Segment Start: DATA SHOWN

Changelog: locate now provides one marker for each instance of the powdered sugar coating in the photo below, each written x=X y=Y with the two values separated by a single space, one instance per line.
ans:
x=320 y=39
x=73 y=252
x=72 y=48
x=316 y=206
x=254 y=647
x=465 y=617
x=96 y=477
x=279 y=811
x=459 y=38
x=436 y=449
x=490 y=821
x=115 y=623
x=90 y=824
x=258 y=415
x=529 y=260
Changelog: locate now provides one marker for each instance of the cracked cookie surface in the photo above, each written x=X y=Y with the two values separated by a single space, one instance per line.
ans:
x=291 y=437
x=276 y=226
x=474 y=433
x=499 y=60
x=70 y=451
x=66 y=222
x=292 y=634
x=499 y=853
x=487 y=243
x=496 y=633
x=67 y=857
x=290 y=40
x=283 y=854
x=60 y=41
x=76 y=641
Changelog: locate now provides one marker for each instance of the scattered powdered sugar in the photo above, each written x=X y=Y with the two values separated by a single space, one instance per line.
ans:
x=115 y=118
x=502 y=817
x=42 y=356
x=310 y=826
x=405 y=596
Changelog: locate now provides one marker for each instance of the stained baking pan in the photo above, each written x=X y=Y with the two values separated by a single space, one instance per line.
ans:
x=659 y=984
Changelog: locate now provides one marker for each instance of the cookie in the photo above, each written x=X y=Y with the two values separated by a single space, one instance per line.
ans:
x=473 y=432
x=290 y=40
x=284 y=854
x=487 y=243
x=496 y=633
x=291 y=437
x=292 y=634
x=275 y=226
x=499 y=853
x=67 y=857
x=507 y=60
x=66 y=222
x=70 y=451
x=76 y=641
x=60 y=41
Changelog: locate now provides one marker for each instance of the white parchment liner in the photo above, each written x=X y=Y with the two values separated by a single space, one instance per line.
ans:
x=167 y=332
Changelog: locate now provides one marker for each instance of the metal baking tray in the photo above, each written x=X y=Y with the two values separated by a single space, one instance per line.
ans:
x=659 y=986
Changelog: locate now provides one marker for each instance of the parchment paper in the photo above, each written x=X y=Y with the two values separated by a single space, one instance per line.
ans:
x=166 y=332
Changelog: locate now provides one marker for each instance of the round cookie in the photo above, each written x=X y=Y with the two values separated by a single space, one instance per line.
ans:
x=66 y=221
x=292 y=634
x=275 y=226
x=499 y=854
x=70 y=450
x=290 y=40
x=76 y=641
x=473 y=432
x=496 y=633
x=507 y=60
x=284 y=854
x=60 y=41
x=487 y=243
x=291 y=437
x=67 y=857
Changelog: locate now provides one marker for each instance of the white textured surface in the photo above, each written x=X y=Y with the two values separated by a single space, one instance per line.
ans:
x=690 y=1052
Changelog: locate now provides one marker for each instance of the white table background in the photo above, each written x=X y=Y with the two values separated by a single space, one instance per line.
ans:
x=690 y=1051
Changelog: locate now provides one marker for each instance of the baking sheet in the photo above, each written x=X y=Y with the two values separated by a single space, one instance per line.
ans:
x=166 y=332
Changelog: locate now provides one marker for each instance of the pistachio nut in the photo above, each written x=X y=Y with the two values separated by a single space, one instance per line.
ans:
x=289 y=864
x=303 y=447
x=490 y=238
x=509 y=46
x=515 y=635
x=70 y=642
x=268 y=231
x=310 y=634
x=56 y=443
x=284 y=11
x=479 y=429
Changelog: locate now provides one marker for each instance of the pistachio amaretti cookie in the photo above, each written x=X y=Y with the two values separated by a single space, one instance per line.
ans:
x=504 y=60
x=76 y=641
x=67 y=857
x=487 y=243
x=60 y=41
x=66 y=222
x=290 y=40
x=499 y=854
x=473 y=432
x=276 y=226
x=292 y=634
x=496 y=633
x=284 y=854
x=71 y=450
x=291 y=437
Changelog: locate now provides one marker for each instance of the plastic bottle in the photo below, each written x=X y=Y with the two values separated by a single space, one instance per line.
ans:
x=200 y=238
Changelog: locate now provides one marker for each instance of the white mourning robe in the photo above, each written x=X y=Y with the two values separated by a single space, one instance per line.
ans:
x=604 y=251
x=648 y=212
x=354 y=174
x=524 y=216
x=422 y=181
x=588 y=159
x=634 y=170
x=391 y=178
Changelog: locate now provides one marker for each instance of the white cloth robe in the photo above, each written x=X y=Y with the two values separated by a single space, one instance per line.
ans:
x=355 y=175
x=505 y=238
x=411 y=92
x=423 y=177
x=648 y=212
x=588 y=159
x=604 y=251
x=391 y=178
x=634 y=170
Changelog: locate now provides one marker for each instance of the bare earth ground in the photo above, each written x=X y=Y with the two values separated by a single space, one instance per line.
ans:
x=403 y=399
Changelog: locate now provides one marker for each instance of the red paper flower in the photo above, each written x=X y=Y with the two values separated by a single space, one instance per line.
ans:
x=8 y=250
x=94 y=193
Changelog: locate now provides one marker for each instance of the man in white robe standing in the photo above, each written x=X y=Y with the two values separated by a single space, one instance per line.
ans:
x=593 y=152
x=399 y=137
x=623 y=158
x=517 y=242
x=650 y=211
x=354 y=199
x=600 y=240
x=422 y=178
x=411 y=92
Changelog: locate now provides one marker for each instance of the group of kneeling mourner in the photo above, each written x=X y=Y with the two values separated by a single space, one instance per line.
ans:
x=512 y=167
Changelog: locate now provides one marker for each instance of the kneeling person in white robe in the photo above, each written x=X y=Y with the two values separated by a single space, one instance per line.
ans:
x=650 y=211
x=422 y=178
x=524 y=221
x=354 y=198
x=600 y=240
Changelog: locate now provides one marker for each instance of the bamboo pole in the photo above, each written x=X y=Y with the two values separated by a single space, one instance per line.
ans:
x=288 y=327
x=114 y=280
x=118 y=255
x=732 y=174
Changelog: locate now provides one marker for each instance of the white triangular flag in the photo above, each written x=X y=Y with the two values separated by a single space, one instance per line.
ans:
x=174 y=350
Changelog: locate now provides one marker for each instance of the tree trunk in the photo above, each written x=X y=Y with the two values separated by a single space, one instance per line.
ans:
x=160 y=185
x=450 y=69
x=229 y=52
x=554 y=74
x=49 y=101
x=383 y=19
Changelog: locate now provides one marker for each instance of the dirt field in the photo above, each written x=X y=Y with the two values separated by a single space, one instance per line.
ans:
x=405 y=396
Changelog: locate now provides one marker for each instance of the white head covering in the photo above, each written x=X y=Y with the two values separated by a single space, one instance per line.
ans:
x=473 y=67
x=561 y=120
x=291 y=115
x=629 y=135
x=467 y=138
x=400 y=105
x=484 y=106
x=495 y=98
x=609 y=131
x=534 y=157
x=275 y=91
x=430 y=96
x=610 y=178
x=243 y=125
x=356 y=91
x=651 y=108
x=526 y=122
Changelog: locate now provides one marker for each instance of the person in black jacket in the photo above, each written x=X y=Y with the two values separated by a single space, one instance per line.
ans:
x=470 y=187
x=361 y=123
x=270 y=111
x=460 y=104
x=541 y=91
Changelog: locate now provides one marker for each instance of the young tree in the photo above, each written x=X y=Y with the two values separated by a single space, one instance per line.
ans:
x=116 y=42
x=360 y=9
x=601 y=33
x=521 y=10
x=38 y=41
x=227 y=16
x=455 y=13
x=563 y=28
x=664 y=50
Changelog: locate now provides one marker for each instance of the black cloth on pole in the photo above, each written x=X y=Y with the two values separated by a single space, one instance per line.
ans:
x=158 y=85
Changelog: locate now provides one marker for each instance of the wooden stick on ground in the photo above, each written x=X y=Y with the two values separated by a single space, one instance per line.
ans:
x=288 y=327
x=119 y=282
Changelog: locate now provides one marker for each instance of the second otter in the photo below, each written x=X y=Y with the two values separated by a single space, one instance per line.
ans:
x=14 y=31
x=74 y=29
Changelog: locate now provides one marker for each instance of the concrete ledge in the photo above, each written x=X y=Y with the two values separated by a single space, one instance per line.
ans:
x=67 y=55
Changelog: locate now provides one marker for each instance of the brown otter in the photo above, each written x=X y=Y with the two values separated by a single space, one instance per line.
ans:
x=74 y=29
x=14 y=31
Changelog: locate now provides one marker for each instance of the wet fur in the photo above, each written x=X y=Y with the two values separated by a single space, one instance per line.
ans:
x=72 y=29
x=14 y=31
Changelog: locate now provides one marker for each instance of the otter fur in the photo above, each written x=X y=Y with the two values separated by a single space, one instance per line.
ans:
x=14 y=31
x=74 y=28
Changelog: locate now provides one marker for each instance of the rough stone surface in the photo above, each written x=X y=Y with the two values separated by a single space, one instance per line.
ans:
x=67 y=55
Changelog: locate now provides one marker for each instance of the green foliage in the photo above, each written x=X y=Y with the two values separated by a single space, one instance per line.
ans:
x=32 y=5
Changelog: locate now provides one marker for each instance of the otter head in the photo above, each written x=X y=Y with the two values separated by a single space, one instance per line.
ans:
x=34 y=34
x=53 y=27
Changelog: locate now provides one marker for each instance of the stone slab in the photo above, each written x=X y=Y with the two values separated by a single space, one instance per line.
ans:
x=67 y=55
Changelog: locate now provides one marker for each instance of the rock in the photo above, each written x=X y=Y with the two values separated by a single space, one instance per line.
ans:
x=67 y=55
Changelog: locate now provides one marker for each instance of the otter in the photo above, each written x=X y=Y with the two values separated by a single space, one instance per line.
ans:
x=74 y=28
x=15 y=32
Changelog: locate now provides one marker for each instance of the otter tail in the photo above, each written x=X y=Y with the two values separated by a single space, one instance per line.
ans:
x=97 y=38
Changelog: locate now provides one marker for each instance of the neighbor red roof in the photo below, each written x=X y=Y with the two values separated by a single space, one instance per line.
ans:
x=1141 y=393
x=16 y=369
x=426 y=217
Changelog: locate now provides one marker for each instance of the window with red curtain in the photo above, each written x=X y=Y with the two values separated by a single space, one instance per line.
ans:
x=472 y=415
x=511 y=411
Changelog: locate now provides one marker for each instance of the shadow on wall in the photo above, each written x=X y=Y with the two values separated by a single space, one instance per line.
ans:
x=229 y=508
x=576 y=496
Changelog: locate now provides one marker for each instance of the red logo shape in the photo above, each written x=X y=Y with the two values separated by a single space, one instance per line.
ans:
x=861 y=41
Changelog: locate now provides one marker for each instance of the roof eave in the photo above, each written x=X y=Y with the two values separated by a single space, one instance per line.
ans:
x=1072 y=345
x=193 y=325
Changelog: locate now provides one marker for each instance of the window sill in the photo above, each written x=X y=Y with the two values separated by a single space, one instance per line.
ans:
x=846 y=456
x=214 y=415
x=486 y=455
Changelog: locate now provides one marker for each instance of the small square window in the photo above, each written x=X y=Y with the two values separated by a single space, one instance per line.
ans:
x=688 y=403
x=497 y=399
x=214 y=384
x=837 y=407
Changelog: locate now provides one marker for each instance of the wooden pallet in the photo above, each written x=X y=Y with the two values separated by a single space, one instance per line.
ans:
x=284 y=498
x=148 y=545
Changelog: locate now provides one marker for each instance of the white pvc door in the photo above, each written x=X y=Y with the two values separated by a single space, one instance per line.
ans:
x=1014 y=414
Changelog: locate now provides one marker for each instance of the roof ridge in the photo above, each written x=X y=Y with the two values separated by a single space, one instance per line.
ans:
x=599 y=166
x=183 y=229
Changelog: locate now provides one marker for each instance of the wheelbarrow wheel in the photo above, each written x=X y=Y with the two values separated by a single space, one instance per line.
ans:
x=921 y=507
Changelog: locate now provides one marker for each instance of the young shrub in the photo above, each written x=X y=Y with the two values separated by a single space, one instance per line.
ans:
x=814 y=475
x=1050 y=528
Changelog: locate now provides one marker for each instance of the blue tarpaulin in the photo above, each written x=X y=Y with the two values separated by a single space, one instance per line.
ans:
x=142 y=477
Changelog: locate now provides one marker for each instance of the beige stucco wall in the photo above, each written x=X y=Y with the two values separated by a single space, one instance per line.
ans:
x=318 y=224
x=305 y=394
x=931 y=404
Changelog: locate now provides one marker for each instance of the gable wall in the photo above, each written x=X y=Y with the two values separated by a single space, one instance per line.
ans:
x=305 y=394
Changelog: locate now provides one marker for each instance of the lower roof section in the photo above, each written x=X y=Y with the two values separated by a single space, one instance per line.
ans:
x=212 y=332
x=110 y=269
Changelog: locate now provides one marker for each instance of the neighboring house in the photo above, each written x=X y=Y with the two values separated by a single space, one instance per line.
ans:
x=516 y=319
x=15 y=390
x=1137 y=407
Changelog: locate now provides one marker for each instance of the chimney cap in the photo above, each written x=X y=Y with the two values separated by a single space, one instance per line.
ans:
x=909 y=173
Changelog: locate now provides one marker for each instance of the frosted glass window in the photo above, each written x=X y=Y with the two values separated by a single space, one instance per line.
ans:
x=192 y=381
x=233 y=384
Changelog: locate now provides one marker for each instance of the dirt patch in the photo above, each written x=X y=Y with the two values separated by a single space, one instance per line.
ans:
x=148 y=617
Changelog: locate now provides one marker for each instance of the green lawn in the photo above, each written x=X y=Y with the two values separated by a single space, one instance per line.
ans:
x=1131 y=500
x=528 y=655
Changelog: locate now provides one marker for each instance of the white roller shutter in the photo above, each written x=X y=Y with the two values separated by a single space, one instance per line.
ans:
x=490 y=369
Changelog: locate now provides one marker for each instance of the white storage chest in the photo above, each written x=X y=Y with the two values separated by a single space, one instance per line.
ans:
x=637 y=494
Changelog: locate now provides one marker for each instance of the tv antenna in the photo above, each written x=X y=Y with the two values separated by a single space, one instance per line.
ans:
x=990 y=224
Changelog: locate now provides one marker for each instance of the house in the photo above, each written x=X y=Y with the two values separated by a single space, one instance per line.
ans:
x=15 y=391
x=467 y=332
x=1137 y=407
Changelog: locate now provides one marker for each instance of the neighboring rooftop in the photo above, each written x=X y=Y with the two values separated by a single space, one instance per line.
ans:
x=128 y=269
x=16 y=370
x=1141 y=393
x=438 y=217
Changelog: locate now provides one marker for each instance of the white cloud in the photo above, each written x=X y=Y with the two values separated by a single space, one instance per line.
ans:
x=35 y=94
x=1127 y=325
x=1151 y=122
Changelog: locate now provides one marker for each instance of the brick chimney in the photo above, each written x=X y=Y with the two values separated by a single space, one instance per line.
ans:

Segment End: DATA SHOWN

# [EXERCISE BRIEF]
A word-for-word copy of the lines above from the one with "of the bamboo" through the one with "of the tree", inclusive, is the only output wanted.

# [TASK ANSWER]
Changelog: locate now provides one marker for each instance of the bamboo pole in the photo above, each written x=X y=Y with the two values separated by a single space, one instance per line.
ans:
x=288 y=327
x=114 y=280
x=118 y=255
x=732 y=174
Changelog: locate now provides one marker for each instance of the white triangular flag in the photo above, each written x=X y=Y with the two values separated by a single space, one instance per line.
ans:
x=174 y=350
Changelog: locate now provides one marker for each instance of the tree trunk in the photo above, each written x=X y=Y with the two values separated by a single space, one instance per line.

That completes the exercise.